— BEGIN Passage provided —

Using the well-known case of the ‘successful’ Dwesa-Cwebe Nature Reserve land claim in the Eastern Cape Province, which was one of the earliest land claim cases affecting protected areas, this paper draws from the environmental entitlements framework (Leach et al., Citation1999) to explore the issue of rights to resources, as compared with the actual livelihood benefits received by members of the local community following the signing of the community forest agreement as part of the land claim settlement in 2001.

The paper is based on long-term fieldwork, lasting between 1992 and 2008, as well as on analysis of secondary material, including official government documents. Two of the authors have closely observed the unfolding of the land claim process in Dwesa-Cwebe as part of their duties as employees of the Transkei Land Services Organisation (TRALSO), while the other two have spent much shorter research visits between 2000 and 2007. TRALSO, a land rights non-governmental organisation, helped the local communities to organise themselves and eventually lodge the land claim in 1996. Following the request to TRALSO by the villagers to assist with their fight for land rights and access to forest, grazing and marine resources within the Reserve in 1992, observations that constitute fieldwork for this paper began in earnest through monitoring the land claim settlement ceremony on 17 July 2001. Between 2002 and 2004 TRALSO observed joint management meetings held by villagers and other stakeholders, and in 2006 it facilitated a week-long field-based learning workshop, where researchers and other stakeholders explored various aspects of the land claim and the progress of the post-settlement support for the claim's beneficiaries. Another informal visit was undertaken to monitor the success of the claim. In all these cases, observations were made and semi-structured interviews were conducted with villagers, focusing on various aspects of their livelihoods or political activities in the area.

— END Passage provided —
— BEGIN Data lines —

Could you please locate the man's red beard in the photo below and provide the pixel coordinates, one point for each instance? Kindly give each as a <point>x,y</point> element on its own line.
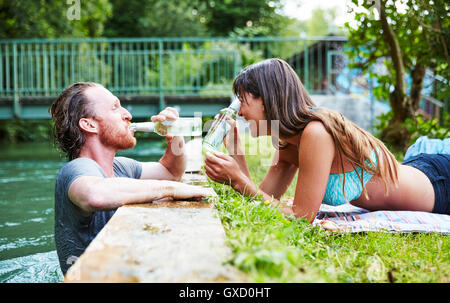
<point>118,138</point>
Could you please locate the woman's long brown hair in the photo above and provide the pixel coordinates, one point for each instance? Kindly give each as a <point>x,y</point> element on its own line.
<point>286,100</point>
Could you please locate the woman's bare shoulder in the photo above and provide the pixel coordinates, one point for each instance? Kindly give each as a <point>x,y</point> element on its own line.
<point>315,130</point>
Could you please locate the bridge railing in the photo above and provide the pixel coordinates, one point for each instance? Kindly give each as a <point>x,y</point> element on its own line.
<point>43,67</point>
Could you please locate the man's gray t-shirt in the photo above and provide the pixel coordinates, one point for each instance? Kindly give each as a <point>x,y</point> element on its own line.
<point>73,230</point>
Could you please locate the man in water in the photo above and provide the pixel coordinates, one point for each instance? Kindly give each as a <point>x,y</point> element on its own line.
<point>90,127</point>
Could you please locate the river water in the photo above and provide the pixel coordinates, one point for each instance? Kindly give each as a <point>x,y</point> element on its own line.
<point>27,179</point>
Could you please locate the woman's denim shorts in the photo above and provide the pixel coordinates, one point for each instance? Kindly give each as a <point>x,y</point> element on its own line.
<point>437,168</point>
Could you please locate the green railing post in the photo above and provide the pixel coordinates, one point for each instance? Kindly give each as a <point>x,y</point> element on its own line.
<point>161,92</point>
<point>16,104</point>
<point>306,66</point>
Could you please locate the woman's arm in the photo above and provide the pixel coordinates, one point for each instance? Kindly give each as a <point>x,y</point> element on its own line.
<point>223,168</point>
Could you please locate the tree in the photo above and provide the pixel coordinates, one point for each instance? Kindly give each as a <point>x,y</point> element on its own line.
<point>48,19</point>
<point>410,41</point>
<point>155,18</point>
<point>224,17</point>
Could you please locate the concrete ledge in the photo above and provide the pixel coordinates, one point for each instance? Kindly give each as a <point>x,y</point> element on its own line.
<point>161,241</point>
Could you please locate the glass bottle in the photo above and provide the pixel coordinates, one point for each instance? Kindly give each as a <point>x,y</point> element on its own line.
<point>179,127</point>
<point>220,128</point>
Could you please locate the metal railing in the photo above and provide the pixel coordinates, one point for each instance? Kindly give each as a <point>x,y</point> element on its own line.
<point>160,67</point>
<point>43,67</point>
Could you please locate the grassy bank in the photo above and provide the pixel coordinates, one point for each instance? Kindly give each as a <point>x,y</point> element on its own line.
<point>271,248</point>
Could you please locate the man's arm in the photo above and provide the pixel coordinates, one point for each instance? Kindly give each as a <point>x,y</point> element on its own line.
<point>172,164</point>
<point>96,193</point>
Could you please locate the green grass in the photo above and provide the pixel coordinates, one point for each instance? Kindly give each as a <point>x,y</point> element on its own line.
<point>271,248</point>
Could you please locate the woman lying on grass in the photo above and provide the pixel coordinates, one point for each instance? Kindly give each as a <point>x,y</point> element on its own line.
<point>338,161</point>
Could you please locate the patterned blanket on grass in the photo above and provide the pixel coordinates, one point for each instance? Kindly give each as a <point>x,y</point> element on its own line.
<point>349,218</point>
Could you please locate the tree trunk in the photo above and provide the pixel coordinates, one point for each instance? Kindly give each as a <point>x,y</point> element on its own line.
<point>394,134</point>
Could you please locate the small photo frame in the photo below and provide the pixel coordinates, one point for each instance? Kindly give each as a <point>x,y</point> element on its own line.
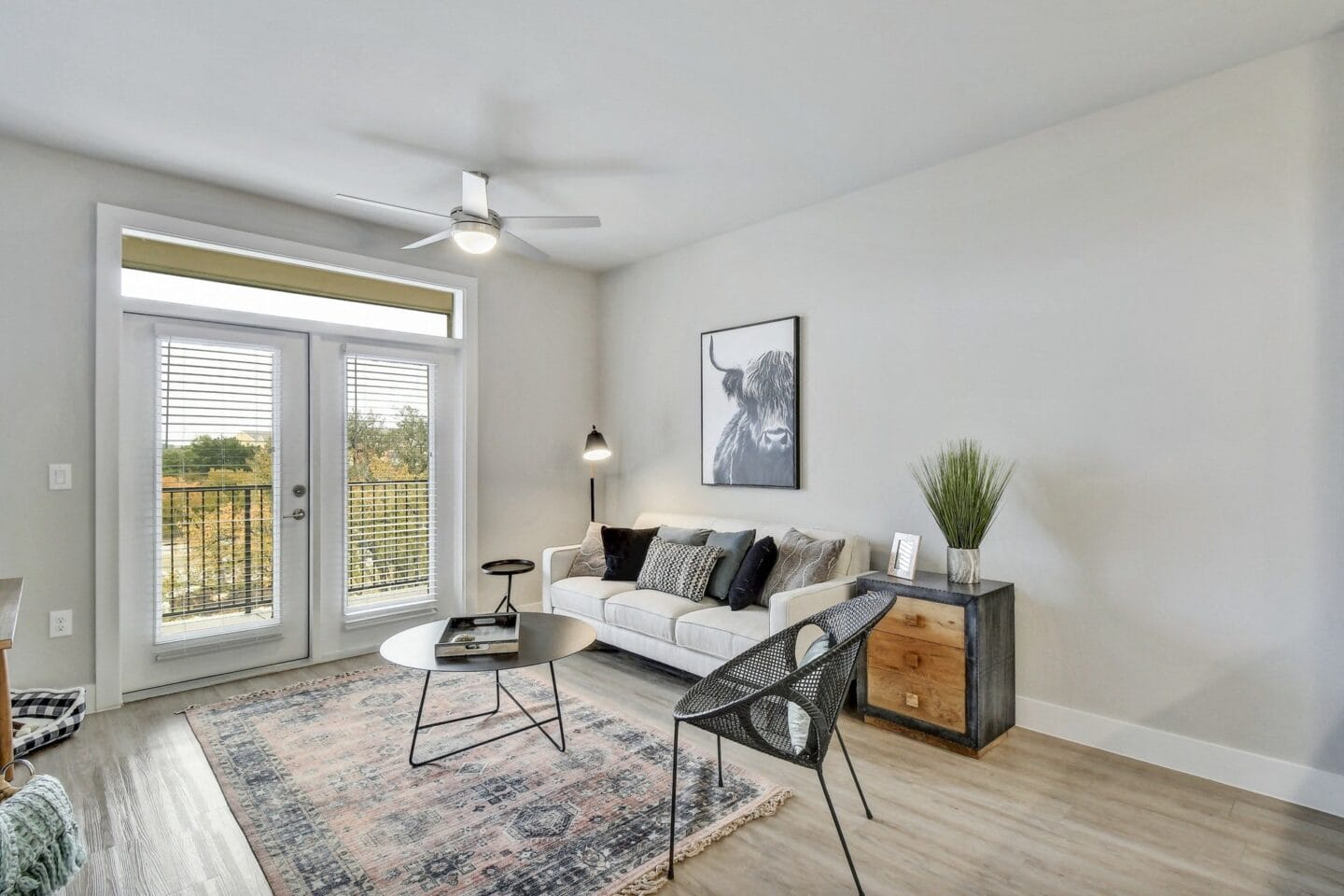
<point>904,553</point>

— END Data lines —

- _Actions to take_
(a) Format the lines of the records from the line with "Could you please locate the woman's long" to the line with "<point>315,130</point>" as a numbered list, leaving out any blank lines.
(b) Resume the text on the Dwesa-Cwebe land claim from where it stops.
The records are unrelated to the text.

- _Answers to each task_
(a)
1. Could you please locate the woman's long brown hair in the photo above and provide the pixel coordinates, one point for each instance? Kindly give each as a <point>x,y</point> element on its own line.
2. <point>286,100</point>
3. Could you please locate the woman's bare shoulder in the photo above and provide the pixel coordinates, one point for each instance? Kindly give each as a <point>x,y</point> element on its own line.
4. <point>315,130</point>

(b)
Leach et al. Citation(1999), drawing on an entitlement analysis framework first developed by Amartya Sen Citation(1981), attempt to explain why it is that rights that individual people or groups hold are not sufficient to yield livelihood benefits from natural resources. According to their framework, which they named ‘environmental entitlements’, the rights to resources, or resources that people may own (such as land), are endowments that may or may not eventually translate into tangible benefits for the people who own them. They argue that a range of formal and informal institutions mediate the conversion of these endowments into environmental entitlements, which can be understood as legitimate effective command over alternative commodity bundles or sets of utilities. Leach et al. Citation(1999), later supported by others such as Ribot & Peluso Citation(2003), thus encourage a view of rights not as the ultimate goal but rather as one of many steps to obtaining a benefit. More specifically, the environmental entitlements framework points to the importance of the strength or weakness of a range of institutions (such as legislation, organisations, local rules and ethics) for either enhancing or restricting people's benefit from a resource. It is in this light that the case of the ‘successful’ Dwesa-Cwebe land claim is examined.

The paper has two main sections: first, a background description of the Dwesa-Cwebe area, including local livelihoods and the history of the land claim; and, second, a discussion of the disjuncture between the land claim settlement agreement and what is happening in practice.

2. The case of Dwesa-Cwebe's ‘successful’ land claim

The Dwesa-Cwebe Nature Reserve is located on the 300-kilometre Wild Coast, Eastern Cape Province. It falls within the boundaries of the Transkei former Bantustan. It is made up of two forest reserves, covering about 5700 hectares, that were established in the 1890s under the Cape Colony's Forest Act of 1888, and a marine reserve (Fay, Citation2007a). These were consolidated into one nature reserve in 1975. Between the 1890s and the 1930s African residents were forcibly removed from the demarcated forests and were settled a few kilometres from the Reserve. These displaced residents, occupying seven villages and numbering about 14 720 people in 2382 households in 2006 (SDC, Citation2006), were only allowed to make use of resources within the forest through the use of permits (Palmer et al., Citation2002; Fay, Citation2007b). In 1978 the Transkei Bantustan government declared the reserved forests the Dwesa-Cwebe Nature Reserve. Thus the forests were fenced off, wild animals brought in and all use of the area by local African people, including grazing and harvesting of natural resources, was prohibited.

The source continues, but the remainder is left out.